### INSTRUCTIONS FOR THE TASK:
Nothing but the text of the records belongs in your answer: repeat all of it exactly and leave out the images.

### AVAILABLE DATA:
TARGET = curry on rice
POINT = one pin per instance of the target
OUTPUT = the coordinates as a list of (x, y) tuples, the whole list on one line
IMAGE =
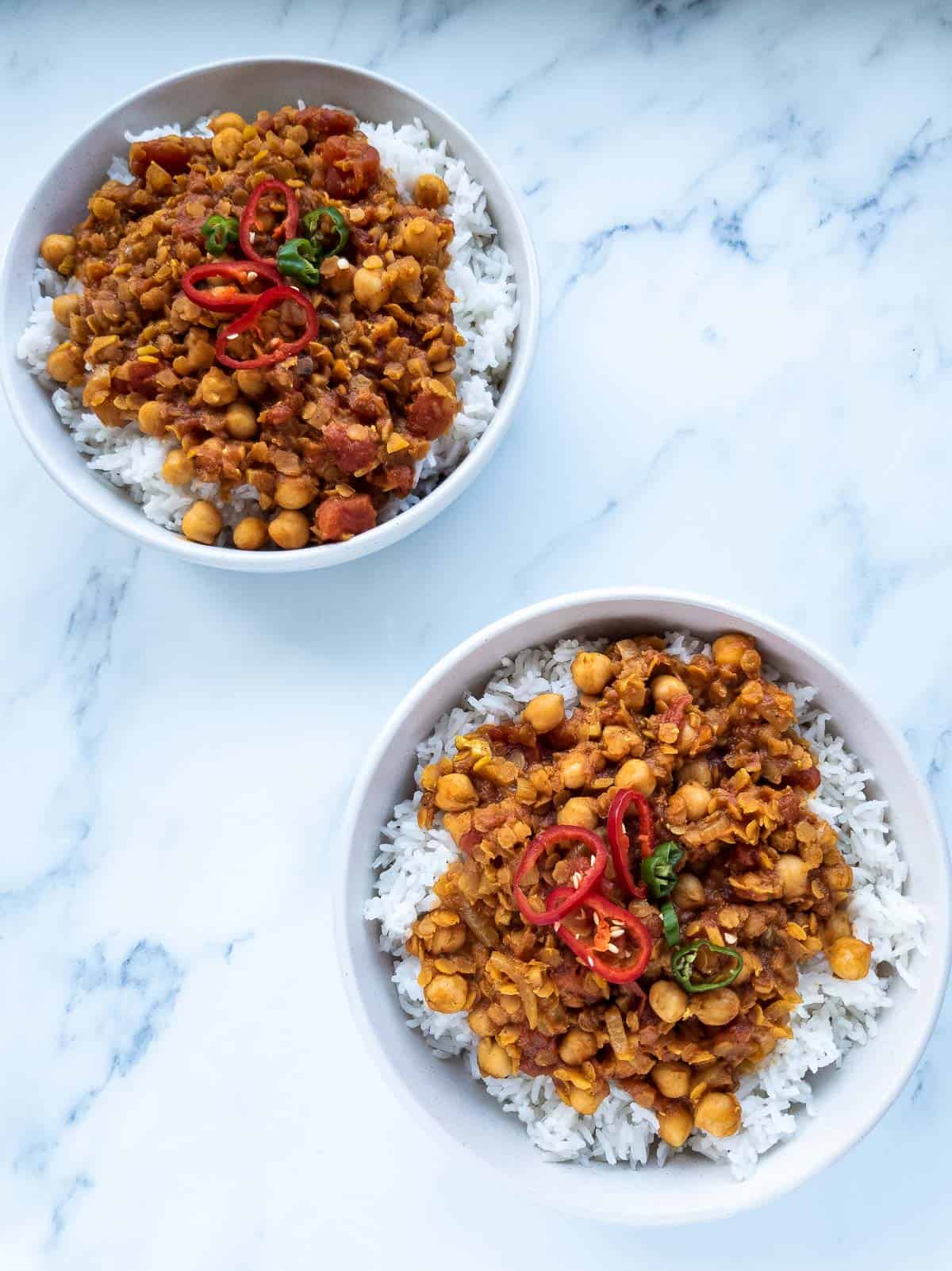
[(637, 885), (266, 299)]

### COMPLETED TASK:
TARGET = curry on rice
POINT = one pin per instance of the target
OUTPUT = the coordinates as a list of (x, y) tuples, the whole list on one line
IMAGE =
[(637, 885), (266, 299)]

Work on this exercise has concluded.